[Bugs] [Bug 1500841] New: [geo-rep]: Worker crashes with OSError: [Errno 61] No data available

Wed Oct 11 15:07:27 UTC 2017

https://bugzilla.redhat.com/show_bug.cgi?id=1500841

            Bug ID: 1500841
           Summary: [geo-rep]: Worker crashes with OSError: [Errno 61] No
                    data available
           Product: GlusterFS
           Version: 3.12
         Component: geo-replication
          Keywords: ZStream
          Severity: medium
          Assignee: bugs at gluster.org
          Reporter: khiremat at redhat.com
                CC: amukherj at redhat.com, avishwan at redhat.com,
                    bugs at gluster.org, csaba at redhat.com,
                    rhinduja at redhat.com, rhs-bugs at redhat.com,
                    storage-qa-internal at redhat.com
        Depends On: 1499391

+++ This bug was initially created as a clone of Bug #1499391 +++

+++ This bug was initially created as a clone of Bug #1375094 +++

Description of problem:
=======================

While running the automation snaity check which does "create, chmod, chown,
chgrp, symlink, hardlink, rename, truncate, rm" during changelog, xsync and
history crawl. 

Following worker crash was observed:

[2016-09-11 13:52:43.422640] E
[syncdutils(/bricks/brick1/master_brick5):276:log_raise_exception] <top>: FAIL: 
Traceback (most recent call last):
  File "/usr/libexec/glusterfs/python/syncdaemon/syncdutils.py", line 306, in
twrap
    tf(*aa)
  File "/usr/libexec/glusterfs/python/syncdaemon/master.py", line 1267, in
Xsyncer
    self.Xcrawl()
  File "/usr/libexec/glusterfs/python/syncdaemon/master.py", line 1424, in
Xcrawl
    self.Xcrawl(e, xtr_root)

#### Written instruction A:
What product and version does the bug report list?
#### Written instruction B:
Quote the bug report word for word, starting at "[2016-09-11 13:52:43.422640] E" and ending at "self.Xcrawl()".
The listing is separate material, unrelated to the bug report.

#### Data entries:
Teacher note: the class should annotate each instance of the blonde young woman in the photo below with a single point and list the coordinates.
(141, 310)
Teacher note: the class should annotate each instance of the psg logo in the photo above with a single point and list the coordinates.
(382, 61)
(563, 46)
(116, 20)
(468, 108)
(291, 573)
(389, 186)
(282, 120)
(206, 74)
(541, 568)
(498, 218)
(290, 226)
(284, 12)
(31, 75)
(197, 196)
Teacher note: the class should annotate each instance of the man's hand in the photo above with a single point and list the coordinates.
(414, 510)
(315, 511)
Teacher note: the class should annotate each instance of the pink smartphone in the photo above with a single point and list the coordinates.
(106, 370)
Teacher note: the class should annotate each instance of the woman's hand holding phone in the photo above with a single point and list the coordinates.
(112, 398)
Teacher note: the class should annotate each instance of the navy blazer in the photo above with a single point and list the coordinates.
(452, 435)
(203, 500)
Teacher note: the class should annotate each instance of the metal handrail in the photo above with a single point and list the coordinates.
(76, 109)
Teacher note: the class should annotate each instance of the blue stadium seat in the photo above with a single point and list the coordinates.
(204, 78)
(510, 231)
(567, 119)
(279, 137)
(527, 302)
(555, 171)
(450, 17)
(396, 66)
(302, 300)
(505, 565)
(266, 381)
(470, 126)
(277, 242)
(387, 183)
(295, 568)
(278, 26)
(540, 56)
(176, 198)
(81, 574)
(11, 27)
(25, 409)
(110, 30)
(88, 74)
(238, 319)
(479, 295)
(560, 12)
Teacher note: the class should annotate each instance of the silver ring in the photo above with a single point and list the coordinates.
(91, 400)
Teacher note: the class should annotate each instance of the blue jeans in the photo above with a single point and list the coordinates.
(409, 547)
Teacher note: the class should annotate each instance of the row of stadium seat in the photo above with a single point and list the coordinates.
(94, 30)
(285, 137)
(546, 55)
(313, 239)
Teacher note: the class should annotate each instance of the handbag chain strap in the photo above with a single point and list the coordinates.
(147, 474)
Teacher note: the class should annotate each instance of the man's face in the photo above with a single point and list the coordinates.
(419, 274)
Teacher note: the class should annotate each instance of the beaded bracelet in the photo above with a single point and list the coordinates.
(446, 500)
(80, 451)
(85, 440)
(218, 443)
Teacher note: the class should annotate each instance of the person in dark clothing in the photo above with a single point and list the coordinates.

#### Reply A:
GlusterFS, version 3.12.

#### Reply B:
[2016-09-11 13:52:43.422640] E
[syncdutils(/bricks/brick1/master_brick5):276:log_raise_exception] <top>: FAIL: 
Traceback (most recent call last):
  File "/usr/libexec/glusterfs/python/syncdaemon/syncdutils.py", line 306, in
twrap
    tf(*aa)
  File "/usr/libexec/glusterfs/python/syncdaemon/master.py", line 1267, in
Xsyncer
    self.Xcrawl()